QUOTED TEXT:
%%

# Riemann-Liouville fractional derivative of order $\alpha$ of the Bessel function

I'm trying to compute the Riemann-Liouville fractional derivative of order $$\alpha$$ of the Bessel function $$J_{0}(\sqrt{t})$$ with $$0 < \alpha < 1.$$

$$\mathbf{Some\,\,terminology}$$

The Riemann-Liouville fractional derivative of a function $$f(t)$$ is given by $$I_t^{\alpha}(f(t)) = \frac{1}{\Gamma(\alpha)}\int_{0}^{t}(t-z)^{\alpha-1}f(z)dz, \text{ where}\, \alpha > 0.$$

The Riemann-Liouville fractional derivative is defined as the derivative of RL fractional integral, i.e. $$\mathcal{D}_t^{\alpha}(f(t)) = \frac{1}{\Gamma(1 - \alpha)}\frac{d}{dt}\int_{0}^{t}(t-z)^{-\alpha}f(z)dz, \text{where} \,\,0 < \alpha \leq 1.$$

In order to compute $$\mathcal{D}_t^{\alpha}\big(J_0(\sqrt{t})\big),$$ I can simply plug $$J_0(\sqrt{t}) = \sum_{m=0}^\infty \frac{(-1)^m}{(m!)^2}\left(\frac{\sqrt{t}}{2}\right)^{2m}$$ into the above formula to obtain

$$\frac{1}{\Gamma(1 - \alpha)}\sum_{m=0}^{\infty}\bigg(\frac{1}{2}\bigg)^{2m}\frac{(-1)^m}{(m!)^2}\frac{d}{dt}\int_{0}^{t}(t-z)^{-\alpha}z^{m}dz.$$ I don't know how to simplify the above expression. Any help highly appreciated. Also is there any way to compute RL fractional derivative of bessel function using laplace transforms.

%%

SUPPLIED INFORMATION:
%%

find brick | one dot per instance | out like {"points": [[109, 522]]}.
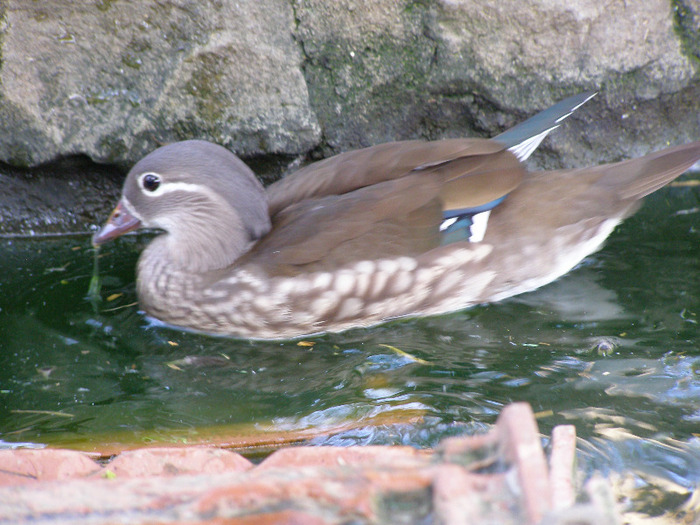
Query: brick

%%

WHAT TO DO:
Answer these from the Bessel function text:
(a) What range of α does the writer give for the derivative of J₀(√t) they are trying to compute?
(b) In the definition of the Riemann-Liouville fractional derivative, what condition is placed on α?
(c) Which transforms does the writer ask about using for this computation?

TASK RESULT:
(a) 0 < α < 1
(b) 0 < α ≤ 1
(c) Laplace transforms